I need the records below restated word for word, without their pictures.

>>

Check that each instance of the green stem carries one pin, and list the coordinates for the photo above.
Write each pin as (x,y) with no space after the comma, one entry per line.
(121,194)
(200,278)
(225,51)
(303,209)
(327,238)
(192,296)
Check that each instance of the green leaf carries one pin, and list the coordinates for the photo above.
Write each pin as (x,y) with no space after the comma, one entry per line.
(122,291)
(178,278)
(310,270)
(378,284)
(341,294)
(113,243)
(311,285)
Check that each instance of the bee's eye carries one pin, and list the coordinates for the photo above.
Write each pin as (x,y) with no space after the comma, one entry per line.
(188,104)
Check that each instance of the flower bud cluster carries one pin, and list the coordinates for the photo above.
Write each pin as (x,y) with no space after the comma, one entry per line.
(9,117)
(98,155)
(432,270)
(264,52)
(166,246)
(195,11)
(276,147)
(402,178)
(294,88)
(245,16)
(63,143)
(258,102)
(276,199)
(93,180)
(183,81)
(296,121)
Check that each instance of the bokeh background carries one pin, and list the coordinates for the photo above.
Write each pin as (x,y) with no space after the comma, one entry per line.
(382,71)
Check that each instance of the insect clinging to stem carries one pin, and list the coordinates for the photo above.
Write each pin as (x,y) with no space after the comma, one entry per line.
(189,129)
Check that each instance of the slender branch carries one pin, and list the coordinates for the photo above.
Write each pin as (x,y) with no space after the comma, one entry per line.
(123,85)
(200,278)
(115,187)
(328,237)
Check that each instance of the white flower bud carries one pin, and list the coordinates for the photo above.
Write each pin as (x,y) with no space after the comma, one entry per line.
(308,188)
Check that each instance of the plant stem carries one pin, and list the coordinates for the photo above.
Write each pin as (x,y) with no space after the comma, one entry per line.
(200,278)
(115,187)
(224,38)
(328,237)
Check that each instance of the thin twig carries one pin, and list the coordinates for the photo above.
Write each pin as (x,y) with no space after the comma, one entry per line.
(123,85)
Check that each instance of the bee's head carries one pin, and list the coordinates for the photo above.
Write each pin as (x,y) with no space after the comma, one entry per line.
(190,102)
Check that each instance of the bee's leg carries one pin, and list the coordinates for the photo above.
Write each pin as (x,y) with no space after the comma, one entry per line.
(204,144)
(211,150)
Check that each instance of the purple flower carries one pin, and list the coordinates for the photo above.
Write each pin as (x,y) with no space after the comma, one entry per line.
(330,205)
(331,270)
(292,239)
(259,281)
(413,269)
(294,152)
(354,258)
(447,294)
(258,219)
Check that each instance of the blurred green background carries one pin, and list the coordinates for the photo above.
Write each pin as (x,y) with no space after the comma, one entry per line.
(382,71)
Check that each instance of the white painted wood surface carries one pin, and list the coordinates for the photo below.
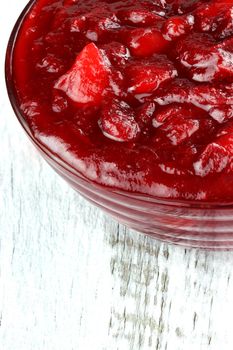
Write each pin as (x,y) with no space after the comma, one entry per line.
(72,279)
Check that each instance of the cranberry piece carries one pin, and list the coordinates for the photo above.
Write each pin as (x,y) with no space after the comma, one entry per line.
(118,122)
(144,42)
(175,27)
(214,159)
(138,17)
(117,53)
(146,76)
(145,114)
(87,79)
(197,53)
(179,129)
(78,24)
(99,21)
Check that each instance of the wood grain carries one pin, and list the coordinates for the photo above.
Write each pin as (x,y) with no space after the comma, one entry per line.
(72,278)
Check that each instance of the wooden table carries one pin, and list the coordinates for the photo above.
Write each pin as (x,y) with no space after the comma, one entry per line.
(71,278)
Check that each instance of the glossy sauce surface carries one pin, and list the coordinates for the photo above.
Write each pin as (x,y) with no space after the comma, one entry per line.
(136,95)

<<

--- Response to this exercise ---
Check that each instance of the green stem carries one pin, and list the coordinates for the photo above.
Write each pin as (x,y) with no space after the comma, one entry per line.
(121,194)
(200,278)
(225,51)
(303,209)
(327,238)
(192,296)
Check that each instance of the green leaf carries one pin, and list the coordinates for the photo above.
Write each pin as (x,y) with no space after the comma, one entry per line.
(122,291)
(178,278)
(310,270)
(378,284)
(341,294)
(113,243)
(311,285)
Check that each instance of the bee's eye carries one pin, and list the coordinates for the photo above.
Write each pin as (x,y) with no space after the comma, one entry per line.
(188,104)
Check that each instance of the flower bud cluster carries one pin, and list the coordinates for the photo above.
Write each pin as (x,y) with no space after the comma, one entry per line.
(9,117)
(98,155)
(432,270)
(264,52)
(166,246)
(195,11)
(276,147)
(402,178)
(294,88)
(245,16)
(63,143)
(258,102)
(276,199)
(93,180)
(183,81)
(296,121)
Check that each instance of the bokeh background carries one pin, and list the coordinates for the photo above.
Write each pin as (x,y) with no space after the comma, one entry per line.
(382,71)
Check that each instance of the insect clinging to stem carries one pin, and list the coordinates for the photo above.
Write each pin as (x,y) with no space after the comma, one entry per line.
(189,129)
Check that each instance of the slender branch carries one pin, and list the coordinates for the photo above.
Write each pin as (x,y) with no space after the comma, one entry per line.
(123,85)
(200,278)
(115,187)
(328,237)
Check that each instance of the white flower bud carries one pin, and list the coordinates for the photo above.
Write each pin as (x,y) with no space after the comma, one entry per line.
(308,188)
Check that each instance of the plant stem carries one pin, and list the coordinates for the photo above.
Write each pin as (x,y) with no space after the comma, one entry per line.
(200,278)
(115,187)
(224,38)
(328,237)
Check that each instance of the thin twig carries one pin, and list the coordinates for the photo above.
Write each pin as (x,y) with no space after the comma, one entry per line.
(123,85)
Check that each instance of the bee's head carries one pin, and list the coordinates for the photo above.
Write each pin as (x,y) with no space after the comma, one entry per line.
(190,102)
Check that each instance of the bee's leg carries one pin, and list the coordinates for the photo above.
Write each pin as (x,y) with no space after the comma, one entry per line.
(204,144)
(211,150)
Check that each instance of the purple flower carries one pin, and list the coordinates for the photo above.
Write each pin as (x,y) with no space after the comma, one entry per line.
(330,205)
(331,270)
(292,239)
(259,281)
(413,269)
(294,152)
(354,258)
(447,294)
(258,219)
Check that each instance of the blurred green background carries one pin, and list the coordinates for the photo above.
Write each pin as (x,y) with no space after the comma, one entry per line.
(382,71)
Check that each instance of the white painted wood surface carries one pin, and list the coordinates for the photo below.
Write each pin as (x,y) with no space after the comma, one entry per line.
(72,279)
Check that each instance of the cranberry piece carries one pin, and list the coordinates for the photo above.
Write each pin as (x,y) with no space after the comma, one entry per line.
(118,122)
(144,42)
(175,27)
(214,159)
(138,17)
(117,53)
(146,76)
(145,114)
(87,79)
(197,53)
(179,129)
(78,24)
(99,21)
Check that each instance of the wood grain carries one pin, and list the coordinates for the photo above.
Write each pin as (x,y) with no space after the comma, one entry per line.
(72,278)
Check that each instance of the wooden table carries one pin, and list the coordinates for the photo above.
Write each pin as (x,y) with no space after the comma, one entry per line.
(71,278)
Check that each instance of the glossy sauce surface carries one pin, and list the coordinates for the photo above.
Write each pin as (x,y) with no space after the comma, one entry per line.
(136,95)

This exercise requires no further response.